▶ [Task instructions]: Please pull out every line in the records below that contains the word "pink" and list those lines unchanged.

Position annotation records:

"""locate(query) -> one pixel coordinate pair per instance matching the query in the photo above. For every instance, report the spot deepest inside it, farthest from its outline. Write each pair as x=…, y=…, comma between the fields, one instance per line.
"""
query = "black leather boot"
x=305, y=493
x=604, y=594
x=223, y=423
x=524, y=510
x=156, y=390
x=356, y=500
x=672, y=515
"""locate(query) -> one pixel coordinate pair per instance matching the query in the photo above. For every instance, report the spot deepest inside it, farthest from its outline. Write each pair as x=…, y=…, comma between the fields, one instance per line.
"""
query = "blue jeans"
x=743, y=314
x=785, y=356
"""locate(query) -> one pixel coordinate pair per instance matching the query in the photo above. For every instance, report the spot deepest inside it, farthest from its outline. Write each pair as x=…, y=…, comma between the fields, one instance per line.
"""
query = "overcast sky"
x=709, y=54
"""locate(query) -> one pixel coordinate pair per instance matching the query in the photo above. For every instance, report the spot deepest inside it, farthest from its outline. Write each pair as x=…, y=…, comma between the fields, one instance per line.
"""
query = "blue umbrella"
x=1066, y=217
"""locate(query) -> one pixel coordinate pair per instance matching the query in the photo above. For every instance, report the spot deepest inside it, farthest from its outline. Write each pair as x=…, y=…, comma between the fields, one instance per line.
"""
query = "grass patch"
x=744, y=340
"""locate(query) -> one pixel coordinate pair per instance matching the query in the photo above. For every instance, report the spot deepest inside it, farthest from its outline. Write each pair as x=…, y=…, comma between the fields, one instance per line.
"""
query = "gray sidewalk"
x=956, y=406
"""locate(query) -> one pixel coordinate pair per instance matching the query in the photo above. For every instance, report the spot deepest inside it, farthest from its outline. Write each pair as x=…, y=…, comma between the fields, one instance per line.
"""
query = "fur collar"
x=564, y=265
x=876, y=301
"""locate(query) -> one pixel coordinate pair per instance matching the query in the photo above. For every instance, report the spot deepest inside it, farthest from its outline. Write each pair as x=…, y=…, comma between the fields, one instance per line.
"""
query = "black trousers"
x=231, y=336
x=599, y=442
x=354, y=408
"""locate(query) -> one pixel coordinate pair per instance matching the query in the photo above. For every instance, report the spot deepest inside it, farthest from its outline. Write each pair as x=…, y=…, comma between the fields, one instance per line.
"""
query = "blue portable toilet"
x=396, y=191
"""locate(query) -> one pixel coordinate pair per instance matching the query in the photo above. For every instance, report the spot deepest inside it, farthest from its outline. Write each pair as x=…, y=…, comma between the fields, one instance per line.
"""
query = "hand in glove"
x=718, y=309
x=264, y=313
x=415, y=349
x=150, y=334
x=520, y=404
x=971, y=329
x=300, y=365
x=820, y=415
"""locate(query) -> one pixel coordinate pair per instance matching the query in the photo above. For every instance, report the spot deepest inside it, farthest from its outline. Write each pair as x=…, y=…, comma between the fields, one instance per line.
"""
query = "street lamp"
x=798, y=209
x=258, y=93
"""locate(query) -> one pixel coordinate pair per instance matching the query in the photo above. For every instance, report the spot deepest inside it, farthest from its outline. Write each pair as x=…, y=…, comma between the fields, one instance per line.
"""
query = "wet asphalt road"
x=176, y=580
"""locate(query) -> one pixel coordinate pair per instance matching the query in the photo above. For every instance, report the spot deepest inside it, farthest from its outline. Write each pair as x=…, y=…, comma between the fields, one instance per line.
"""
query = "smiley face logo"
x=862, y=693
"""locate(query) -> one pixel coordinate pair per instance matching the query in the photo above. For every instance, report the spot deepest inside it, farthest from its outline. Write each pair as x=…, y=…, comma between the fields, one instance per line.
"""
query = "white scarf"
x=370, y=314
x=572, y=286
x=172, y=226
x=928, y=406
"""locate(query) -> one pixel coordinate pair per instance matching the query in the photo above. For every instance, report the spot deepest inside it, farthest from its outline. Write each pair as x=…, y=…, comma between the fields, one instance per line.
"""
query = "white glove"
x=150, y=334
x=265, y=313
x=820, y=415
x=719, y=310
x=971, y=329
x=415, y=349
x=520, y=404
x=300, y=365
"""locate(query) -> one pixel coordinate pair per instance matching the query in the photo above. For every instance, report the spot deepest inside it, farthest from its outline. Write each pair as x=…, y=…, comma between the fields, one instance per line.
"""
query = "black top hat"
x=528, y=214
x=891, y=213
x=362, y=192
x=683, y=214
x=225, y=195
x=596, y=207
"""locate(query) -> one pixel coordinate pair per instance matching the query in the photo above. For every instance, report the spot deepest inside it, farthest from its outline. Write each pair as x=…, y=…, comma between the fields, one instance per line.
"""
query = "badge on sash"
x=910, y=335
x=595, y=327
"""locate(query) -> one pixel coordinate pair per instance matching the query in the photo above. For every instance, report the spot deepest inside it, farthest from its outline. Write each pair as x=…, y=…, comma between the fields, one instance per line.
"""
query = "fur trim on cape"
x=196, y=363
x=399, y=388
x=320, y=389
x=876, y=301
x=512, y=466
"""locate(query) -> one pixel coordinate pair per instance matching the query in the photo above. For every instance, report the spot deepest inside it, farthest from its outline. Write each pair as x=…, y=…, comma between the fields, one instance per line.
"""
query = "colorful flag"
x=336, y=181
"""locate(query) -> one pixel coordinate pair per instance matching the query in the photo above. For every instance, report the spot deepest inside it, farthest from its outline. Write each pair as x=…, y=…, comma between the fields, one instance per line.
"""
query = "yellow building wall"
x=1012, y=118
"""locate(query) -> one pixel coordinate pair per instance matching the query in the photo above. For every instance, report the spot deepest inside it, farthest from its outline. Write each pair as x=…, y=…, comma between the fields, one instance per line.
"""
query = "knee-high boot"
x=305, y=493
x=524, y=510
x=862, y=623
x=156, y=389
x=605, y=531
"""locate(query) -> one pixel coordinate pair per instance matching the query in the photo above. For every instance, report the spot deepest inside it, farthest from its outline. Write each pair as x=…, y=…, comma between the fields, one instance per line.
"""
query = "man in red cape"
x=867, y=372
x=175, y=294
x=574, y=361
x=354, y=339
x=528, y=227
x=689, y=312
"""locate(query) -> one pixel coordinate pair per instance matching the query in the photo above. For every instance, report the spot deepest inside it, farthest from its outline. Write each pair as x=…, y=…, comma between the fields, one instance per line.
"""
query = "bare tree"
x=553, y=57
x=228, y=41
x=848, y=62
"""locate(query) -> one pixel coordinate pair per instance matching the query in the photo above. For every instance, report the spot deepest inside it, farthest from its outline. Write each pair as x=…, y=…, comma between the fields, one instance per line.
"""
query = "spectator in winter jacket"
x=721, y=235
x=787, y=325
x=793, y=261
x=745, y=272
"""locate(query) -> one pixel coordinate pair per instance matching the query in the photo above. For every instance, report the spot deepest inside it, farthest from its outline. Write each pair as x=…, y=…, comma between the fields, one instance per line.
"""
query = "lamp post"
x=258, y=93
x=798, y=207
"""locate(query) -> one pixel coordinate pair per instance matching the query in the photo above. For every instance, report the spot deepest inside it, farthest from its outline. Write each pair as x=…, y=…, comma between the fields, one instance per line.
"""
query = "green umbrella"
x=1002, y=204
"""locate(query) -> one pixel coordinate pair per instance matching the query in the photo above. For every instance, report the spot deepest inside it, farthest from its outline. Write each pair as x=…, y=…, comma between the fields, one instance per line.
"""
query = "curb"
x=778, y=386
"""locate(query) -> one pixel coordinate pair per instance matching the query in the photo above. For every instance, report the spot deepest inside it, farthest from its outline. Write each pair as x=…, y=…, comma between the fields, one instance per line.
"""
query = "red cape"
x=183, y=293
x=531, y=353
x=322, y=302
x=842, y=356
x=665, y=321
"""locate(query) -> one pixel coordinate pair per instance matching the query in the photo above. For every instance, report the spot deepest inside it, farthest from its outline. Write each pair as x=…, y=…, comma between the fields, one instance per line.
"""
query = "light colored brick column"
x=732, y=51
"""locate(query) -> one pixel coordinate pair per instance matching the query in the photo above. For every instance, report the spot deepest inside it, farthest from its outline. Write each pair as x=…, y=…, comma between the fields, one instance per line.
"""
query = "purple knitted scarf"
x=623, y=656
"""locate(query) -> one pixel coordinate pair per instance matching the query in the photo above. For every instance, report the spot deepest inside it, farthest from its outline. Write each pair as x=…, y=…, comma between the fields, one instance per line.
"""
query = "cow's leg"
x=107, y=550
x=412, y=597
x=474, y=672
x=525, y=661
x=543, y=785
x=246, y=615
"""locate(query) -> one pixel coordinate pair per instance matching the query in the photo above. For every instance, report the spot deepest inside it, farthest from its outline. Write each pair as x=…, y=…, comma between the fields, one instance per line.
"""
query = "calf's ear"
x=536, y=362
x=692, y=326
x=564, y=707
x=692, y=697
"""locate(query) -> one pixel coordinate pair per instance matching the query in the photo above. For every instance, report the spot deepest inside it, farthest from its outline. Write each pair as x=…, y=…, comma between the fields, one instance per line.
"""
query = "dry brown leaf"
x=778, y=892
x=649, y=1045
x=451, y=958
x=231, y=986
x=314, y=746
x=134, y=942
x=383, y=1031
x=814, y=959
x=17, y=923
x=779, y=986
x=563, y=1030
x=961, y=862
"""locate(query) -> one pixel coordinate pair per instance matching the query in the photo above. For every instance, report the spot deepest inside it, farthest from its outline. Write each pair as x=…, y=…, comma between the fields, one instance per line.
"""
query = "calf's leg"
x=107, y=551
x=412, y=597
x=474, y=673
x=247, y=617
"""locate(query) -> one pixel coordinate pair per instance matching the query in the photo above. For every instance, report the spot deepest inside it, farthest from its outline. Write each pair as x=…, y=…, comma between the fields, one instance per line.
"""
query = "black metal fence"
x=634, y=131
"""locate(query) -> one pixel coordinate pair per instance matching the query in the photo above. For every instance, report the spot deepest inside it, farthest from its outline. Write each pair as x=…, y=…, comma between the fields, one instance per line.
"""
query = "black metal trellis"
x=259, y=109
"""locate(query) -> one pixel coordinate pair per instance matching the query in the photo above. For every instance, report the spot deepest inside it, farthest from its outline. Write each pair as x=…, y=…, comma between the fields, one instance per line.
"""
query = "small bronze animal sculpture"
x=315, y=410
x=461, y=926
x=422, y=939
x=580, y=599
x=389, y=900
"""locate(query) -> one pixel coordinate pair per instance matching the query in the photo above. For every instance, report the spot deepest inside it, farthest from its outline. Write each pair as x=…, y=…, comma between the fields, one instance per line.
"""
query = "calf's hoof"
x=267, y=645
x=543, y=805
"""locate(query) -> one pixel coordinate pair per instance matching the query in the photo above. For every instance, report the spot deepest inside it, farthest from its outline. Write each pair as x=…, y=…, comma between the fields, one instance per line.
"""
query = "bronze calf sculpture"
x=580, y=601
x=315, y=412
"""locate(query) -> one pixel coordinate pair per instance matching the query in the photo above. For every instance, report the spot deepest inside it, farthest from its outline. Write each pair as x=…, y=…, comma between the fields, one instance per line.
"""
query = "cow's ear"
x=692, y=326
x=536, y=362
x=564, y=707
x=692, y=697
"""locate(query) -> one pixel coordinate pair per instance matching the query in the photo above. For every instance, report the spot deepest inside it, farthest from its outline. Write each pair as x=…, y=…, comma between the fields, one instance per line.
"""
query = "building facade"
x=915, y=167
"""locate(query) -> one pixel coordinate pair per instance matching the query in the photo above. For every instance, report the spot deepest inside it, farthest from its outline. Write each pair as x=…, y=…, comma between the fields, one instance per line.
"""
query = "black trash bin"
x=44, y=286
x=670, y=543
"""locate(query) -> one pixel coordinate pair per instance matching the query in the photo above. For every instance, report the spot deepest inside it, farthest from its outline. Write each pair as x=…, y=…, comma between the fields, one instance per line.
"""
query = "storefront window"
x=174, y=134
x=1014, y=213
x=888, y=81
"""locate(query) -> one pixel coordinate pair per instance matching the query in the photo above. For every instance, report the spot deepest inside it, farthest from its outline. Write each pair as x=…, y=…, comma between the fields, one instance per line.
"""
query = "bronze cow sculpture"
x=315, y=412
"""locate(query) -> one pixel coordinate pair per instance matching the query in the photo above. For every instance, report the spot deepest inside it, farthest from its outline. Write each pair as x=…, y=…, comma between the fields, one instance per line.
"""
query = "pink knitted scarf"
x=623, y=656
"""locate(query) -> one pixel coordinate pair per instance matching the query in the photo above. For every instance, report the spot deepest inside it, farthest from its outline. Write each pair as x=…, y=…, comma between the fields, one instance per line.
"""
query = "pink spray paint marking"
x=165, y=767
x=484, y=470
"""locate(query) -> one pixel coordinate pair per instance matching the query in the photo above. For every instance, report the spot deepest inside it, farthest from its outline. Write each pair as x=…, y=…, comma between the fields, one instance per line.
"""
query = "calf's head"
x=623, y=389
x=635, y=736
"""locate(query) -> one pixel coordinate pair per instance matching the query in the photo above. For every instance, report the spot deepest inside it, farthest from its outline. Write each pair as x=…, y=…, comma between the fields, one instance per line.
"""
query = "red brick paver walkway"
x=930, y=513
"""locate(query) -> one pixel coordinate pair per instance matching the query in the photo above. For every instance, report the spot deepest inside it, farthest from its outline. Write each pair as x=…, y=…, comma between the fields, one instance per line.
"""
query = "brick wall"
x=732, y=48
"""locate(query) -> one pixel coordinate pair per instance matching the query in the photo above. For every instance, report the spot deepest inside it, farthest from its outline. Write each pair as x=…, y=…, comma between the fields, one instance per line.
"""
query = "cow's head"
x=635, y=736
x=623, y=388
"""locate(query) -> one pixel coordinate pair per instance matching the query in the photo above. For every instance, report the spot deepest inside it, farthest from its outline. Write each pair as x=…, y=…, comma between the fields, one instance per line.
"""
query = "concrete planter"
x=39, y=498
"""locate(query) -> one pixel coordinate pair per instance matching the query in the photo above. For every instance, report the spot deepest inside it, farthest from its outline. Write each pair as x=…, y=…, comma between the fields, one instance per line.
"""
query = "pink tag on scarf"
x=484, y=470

▶ [The reply]:
query = "pink knitted scarf"
query = "pink spray paint marking"
query = "pink tag on scarf"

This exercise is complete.